[[ INFORMATION, beginning ]]

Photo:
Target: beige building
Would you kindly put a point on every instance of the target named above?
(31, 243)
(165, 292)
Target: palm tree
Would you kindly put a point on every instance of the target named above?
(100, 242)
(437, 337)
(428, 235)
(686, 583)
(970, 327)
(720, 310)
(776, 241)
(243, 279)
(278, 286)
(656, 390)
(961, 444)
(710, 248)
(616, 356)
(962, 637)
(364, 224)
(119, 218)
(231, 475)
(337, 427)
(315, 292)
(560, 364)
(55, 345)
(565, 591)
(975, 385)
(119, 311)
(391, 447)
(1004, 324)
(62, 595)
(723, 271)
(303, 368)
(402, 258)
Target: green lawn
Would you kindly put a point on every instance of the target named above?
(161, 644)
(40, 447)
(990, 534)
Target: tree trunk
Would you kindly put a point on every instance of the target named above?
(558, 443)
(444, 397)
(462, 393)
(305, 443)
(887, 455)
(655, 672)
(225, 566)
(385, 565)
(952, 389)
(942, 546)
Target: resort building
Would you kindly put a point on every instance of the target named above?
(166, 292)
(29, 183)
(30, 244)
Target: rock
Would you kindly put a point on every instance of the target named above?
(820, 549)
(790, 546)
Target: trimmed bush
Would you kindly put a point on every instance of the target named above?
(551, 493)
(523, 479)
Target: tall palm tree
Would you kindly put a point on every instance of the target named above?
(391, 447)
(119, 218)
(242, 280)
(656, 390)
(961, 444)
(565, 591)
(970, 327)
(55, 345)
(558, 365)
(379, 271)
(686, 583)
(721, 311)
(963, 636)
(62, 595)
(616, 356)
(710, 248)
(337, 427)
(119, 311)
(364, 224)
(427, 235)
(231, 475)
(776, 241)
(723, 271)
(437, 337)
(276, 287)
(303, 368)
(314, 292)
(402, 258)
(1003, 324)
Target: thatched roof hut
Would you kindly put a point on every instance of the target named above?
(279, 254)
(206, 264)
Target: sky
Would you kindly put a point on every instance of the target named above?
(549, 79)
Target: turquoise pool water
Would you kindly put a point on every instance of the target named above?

[[ INFORMATION, end ]]

- _INSTRUCTIONS TO FOLLOW_
Without leaving anything out, repeat the data exactly.

- _ANSWER AREA_
Photo:
Target: beige building
Would you kindly put a point on every instance of the target named above?
(31, 243)
(165, 292)
Target: palm tree
Would you kindly put a point on every instance of the target named above?
(100, 242)
(437, 337)
(428, 235)
(686, 583)
(970, 327)
(720, 310)
(776, 241)
(243, 279)
(278, 286)
(656, 390)
(961, 444)
(710, 248)
(616, 356)
(962, 637)
(364, 224)
(119, 218)
(231, 475)
(337, 427)
(315, 292)
(560, 364)
(55, 345)
(565, 591)
(975, 385)
(119, 311)
(391, 447)
(1004, 324)
(62, 595)
(723, 271)
(303, 368)
(402, 258)
Target: green lawn
Would you kindly put a point on every instance of the target named above?
(161, 644)
(40, 447)
(990, 534)
Target: tree trunk
Would you kindly put a point on every instance of the target named above?
(558, 443)
(444, 397)
(462, 393)
(305, 443)
(887, 455)
(655, 672)
(225, 566)
(385, 565)
(952, 389)
(942, 546)
Target: resort building
Would you kindly put a point on every instance of the target named above?
(166, 292)
(29, 183)
(30, 244)
Target: rock
Would you kindly put a point on every instance of the target named above?
(820, 549)
(790, 546)
Target: trimmed bush
Would you kindly put a point on every instance of the target named above?
(551, 493)
(523, 479)
Target: tall palm tree
Would you kindly put a point on every instance of the target named above?
(391, 447)
(119, 218)
(242, 280)
(656, 390)
(961, 444)
(565, 591)
(970, 327)
(55, 345)
(558, 365)
(379, 271)
(686, 583)
(721, 311)
(963, 636)
(62, 595)
(616, 356)
(710, 248)
(337, 427)
(119, 311)
(364, 224)
(427, 235)
(231, 475)
(776, 241)
(723, 271)
(437, 337)
(276, 287)
(303, 368)
(314, 292)
(402, 258)
(1003, 324)
Target: thatched roof hut
Would you kindly put a point on every instance of the target named above?
(279, 254)
(206, 264)
Target: sky
Would you kindly put a point on every instance of the target named above?
(549, 79)
Target: turquoise pool water
Would you kindly put a point on every instance of the target named above?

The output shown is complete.